§ What you need to do:
[1] In the ice rescue report, at about what time was the incident reported?
[2] Summarize the ice rescue report in two sentences.
[3] Write out the ice rescue report starting with "Nicola Jenkins (centre), mother" and going on through "they get stranded.", replacing "parents" with "families".

The father, mother and brother of Owen Jenkins, Gary, Nicola and Jordan Jenkins, at Nottinghamshire Coroner's Court where they heard the 12-year-old died in the River Trent at Beeston Weir, near Nottingham after going to help two girls who were in difficulty.
Nicola Jenkins (centre), mother of Owen Jenkins, warned parents to educate their children about the dangers of going near icy water. (PA)

She also urged people to download the What3words app which can pinpoint a location for emergency services to find people when they get stranded.

Nottinghamshire Police said they carried out a joint rescue operation with Nottinghamshire Fire and Rescue Service and East Midlands Ambulance Service after the incident was reported near to St Mary's Church, Holgate, at around 4.45pm on Saturday (February 13).

The force said the first girl was helped out of the water as she was closer to the edge, but teams had to use an inflatable piece of equipment to bring the second girl back across the frozen water.

Both girls were unharmed but extremely cold, police said.

Chief Inspector Duncan Southall, of Nottinghamshire Police, said: "The girls are extremely lucky to have been unharmed, particularly as one of them had fallen into the water through the ice."

He said if a passer-by hadn't spotted the girls and called emergency services, there could have been "tragic consequences".

"It was getting dark at the time and was freezing cold. They are incredibly lucky this person saw them.

"They could easily have drowned or suffered from hypothermia had it not been for the fact this person was able to call the police, fire and ambulance service colleagues who got there quickly to rescue them.

"I hope this serves as a stark reminder to others that it is not safe to play on the ice as it can easily crack and put people in great danger. Icy water can be incredibly dangerous.

"This happened very close to where another tragedy happened just over three years ago. It is really important that people stay away from the river as we don't want other families to suffer the same devastation of losing a loved one."

David Stevenson, group manager at Nottinghamshire Fire and Rescue Service, said: “We have seen a number of people playing on frozen water over the past few days and we want to reiterate how dangerous this is.

“Running, walking or playing on frozen water can pose a huge risk of life. The ice may appear thicker than it is, and can end in a serious incident."

§ Information shown:
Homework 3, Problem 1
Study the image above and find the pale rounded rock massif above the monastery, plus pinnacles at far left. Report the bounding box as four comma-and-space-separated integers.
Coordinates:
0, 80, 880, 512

§ Answers to this exercise:
[1] Around 4.45pm on Saturday (February 13).

[2] Two girls were rescued from icy water near St Mary's Church, Holgate, in a joint operation by police, fire and ambulance services after a passer-by spotted them and called for help, and both were unharmed but extremely cold. Officials from Nottinghamshire Police and Nottinghamshire Fire and Rescue Service warned that playing on frozen water is dangerous because ice can easily crack and may appear thicker than it is.

[3]
Nicola Jenkins (centre), mother of Owen Jenkins, warned families to educate their children about the dangers of going near icy water. (PA)

She also urged people to download the What3words app which can pinpoint a location for emergency services to find people when they get stranded.